Set down, unchanged, everything from the line containing "bottle in the photo above." down to the end of the material.

[Start of Raw data]

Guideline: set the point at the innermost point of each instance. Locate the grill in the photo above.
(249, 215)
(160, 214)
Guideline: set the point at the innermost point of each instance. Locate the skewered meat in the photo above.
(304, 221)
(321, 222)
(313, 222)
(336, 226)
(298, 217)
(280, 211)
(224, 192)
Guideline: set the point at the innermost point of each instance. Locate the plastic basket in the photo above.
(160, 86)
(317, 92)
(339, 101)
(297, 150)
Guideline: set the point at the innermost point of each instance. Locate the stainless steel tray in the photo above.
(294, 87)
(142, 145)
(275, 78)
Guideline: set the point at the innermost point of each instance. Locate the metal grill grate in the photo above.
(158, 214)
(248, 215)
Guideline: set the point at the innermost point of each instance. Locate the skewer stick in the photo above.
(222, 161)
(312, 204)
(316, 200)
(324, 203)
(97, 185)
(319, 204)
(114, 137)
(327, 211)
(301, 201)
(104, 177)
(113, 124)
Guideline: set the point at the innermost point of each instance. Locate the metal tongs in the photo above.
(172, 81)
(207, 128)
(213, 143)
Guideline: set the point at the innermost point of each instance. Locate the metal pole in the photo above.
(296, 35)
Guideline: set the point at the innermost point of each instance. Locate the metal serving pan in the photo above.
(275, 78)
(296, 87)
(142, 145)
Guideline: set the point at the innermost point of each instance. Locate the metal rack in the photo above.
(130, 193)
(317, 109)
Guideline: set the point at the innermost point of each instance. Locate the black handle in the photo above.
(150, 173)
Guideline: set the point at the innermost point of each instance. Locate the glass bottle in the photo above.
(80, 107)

[End of Raw data]

Solution to the exercise:
Guideline: set the point at the innermost point of each instance. Locate the glass bottle in the photo above.
(80, 107)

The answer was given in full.